**Consigne donnée 1:** Transcris en liste JSON de chaînes les lignes des données ci-dessous, en commençant à la ligne qui contient "plastic table in" et en terminant à la ligne qui contient "column 595, row 373", avec une chaîne par ligne et sans les lignes vides.

**Extrait choisi:**
----------

Mais c’est aussi pourquoi l’absolu est vrai et nécessaire du côté des abolitionistes comme du côté des propriétaires d’esclaves. On accuse souvent les abolitionistes de compromettre leur cause par l’exagération de leurs doctrines ; on a dit cela, dans tous les temps, de tous ceux qui ont défendu la justice et haï l’iniquité. On a dit cela du premier roman de Mme Stowe, l’Oncle Tom, on le dira peut-être aussi du second : c’est à nos yeux un de ses plus beaux titres.

On se souvient de l’émotion profonde, mêlée de surprise, que causa l’apparition de l’Oncle Tom. L’auteur avait cette fois à lutter contre une grande difficulté, un premier et immense succès ; nous doutons que Dred soit appelé à la réception triomphale qui fut faite à son prédécesseur. Il est toujours périlleux d’avoir à traiter deux fois le même sujet ; mais Mme Stowe n’avait pas le choix. Ses livres ne sont pas seulement des livres, ce sont des actes. L’Oncle Tom a plus fait pour la cause de la liberté des noirs que n’auraient pu faire des centaines de volumes ou de sermons ; ce roman biblique a été populaire même en France, où l’on ne connaît pas la Bible. Dred est un second coup de marteau frappé sur la même cloche, rendant un peu le même son, mais un son qui fait encore vibrer tous les cœurs libres.

----------

**Entrées d'un jeu de données:**
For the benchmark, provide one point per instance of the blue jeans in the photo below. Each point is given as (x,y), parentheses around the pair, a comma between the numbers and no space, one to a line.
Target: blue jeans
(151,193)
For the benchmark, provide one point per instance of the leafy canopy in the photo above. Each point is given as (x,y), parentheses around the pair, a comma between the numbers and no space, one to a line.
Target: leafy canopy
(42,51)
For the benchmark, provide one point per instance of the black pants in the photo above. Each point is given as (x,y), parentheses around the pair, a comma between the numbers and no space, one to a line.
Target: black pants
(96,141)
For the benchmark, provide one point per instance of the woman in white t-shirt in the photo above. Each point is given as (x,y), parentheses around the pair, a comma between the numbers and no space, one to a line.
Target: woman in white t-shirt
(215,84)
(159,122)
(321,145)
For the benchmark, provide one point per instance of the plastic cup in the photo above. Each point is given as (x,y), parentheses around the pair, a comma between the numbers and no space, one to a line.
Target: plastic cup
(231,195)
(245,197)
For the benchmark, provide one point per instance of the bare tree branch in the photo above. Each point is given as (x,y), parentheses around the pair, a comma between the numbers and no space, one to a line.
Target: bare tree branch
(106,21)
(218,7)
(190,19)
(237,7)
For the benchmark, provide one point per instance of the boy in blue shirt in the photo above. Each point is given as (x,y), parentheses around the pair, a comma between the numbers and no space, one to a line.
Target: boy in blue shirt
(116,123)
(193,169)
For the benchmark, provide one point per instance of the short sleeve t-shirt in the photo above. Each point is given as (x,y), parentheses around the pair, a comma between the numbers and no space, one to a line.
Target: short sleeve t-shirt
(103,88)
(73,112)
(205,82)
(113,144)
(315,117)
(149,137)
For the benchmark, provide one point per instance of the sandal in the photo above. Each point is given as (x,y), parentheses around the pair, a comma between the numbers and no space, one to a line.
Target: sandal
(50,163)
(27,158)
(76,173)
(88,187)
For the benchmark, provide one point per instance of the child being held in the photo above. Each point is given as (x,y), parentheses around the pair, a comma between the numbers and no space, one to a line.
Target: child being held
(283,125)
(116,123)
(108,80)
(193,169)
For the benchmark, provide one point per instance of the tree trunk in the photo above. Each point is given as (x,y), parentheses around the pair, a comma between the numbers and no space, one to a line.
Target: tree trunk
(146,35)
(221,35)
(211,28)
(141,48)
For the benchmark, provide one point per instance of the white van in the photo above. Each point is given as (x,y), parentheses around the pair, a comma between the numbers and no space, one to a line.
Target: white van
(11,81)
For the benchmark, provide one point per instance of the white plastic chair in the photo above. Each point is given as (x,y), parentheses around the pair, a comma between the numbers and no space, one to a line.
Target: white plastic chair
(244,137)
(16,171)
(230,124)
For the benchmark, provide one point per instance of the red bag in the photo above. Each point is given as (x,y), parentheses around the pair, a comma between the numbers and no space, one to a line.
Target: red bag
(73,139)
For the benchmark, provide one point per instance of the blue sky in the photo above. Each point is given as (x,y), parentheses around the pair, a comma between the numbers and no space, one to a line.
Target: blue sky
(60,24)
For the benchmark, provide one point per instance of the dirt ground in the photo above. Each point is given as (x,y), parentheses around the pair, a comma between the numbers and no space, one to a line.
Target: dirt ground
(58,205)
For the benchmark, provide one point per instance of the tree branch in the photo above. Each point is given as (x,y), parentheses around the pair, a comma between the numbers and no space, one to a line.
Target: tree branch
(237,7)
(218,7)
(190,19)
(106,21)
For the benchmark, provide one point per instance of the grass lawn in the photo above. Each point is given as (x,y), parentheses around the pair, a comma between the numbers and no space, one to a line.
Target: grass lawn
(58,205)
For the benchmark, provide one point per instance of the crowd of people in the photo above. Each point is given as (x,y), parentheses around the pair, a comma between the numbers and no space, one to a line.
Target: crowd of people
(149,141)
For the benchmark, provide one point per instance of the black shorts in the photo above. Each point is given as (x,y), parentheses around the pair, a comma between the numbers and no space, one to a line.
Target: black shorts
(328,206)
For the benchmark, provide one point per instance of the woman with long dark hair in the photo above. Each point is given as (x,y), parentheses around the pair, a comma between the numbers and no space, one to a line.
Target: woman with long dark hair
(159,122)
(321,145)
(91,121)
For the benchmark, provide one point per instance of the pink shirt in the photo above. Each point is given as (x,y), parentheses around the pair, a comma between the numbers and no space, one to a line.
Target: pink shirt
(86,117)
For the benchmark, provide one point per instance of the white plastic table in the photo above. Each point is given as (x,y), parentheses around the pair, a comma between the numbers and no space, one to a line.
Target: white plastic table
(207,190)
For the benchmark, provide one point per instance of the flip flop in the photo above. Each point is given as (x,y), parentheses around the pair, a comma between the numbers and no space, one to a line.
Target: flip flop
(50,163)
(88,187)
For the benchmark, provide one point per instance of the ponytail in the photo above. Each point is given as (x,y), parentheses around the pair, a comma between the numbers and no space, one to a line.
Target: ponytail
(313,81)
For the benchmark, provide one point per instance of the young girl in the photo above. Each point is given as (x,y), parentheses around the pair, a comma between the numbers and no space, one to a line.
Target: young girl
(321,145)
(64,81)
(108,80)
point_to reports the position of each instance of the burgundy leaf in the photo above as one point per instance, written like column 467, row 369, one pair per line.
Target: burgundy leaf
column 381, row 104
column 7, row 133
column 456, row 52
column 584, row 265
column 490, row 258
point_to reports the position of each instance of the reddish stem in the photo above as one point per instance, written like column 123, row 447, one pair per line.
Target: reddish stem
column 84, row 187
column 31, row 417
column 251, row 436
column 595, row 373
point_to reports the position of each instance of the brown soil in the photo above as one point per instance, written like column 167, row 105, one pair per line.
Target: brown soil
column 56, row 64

----------

**Consigne donnée 2:** Indique si chacune des affirmations suivantes concorde avec l'extrait choisi, en répondant par oui ou par non et en citant les mots décisifs de l'extrait. (a) L'auteur prévoit pour Dred un accueil aussi triomphal que celui de l'Oncle Tom. (b) L'Oncle Tom a été populaire même en France. (c) Les livres de Mme Stowe sont qualifiés d'actes.

**Réponse finale 1:**
[
  "For the benchmark, provide one point per instance of the white plastic table in the photo above. Each point is given as (x,y), parentheses around the pair, a comma between the numbers and no space, one to a line.",
  "Target: white plastic table",
  "(207,190)",
  "For the benchmark, provide one point per instance of the flip flop in the photo above. Each point is given as (x,y), parentheses around the pair, a comma between the numbers and no space, one to a line.",
  "Target: flip flop",
  "(50,163)",
  "(88,187)",
  "For the benchmark, provide one point per instance of the ponytail in the photo above. Each point is given as (x,y), parentheses around the pair, a comma between the numbers and no space, one to a line.",
  "Target: ponytail",
  "(313,81)",
  "For the benchmark, provide one point per instance of the young girl in the photo above. Each point is given as (x,y), parentheses around the pair, a comma between the numbers and no space, one to a line.",
  "Target: young girl",
  "(321,145)",
  "(64,81)",
  "(108,80)",
  "point_to reports the position of each instance of the burgundy leaf in the photo above as one point per instance, written like column 467, row 369, one pair per line.",
  "Target: burgundy leaf",
  "column 381, row 104",
  "column 7, row 133",
  "column 456, row 52",
  "column 584, row 265",
  "column 490, row 258",
  "point_to reports the position of each instance of the reddish stem in the photo above as one point per instance, written like column 123, row 447, one pair per line.",
  "Target: reddish stem",
  "column 84, row 187",
  "column 31, row 417",
  "column 251, row 436",
  "column 595, row 373"
]

**Réponse finale 2:**
(a) Non : « nous doutons que Dred soit appelé à la réception triomphale qui fut faite à son prédécesseur ».
(b) Oui : « ce roman biblique a été populaire même en France, où l’on ne connaît pas la Bible ».
(c) Oui : « Ses livres ne sont pas seulement des livres, ce sont des actes. »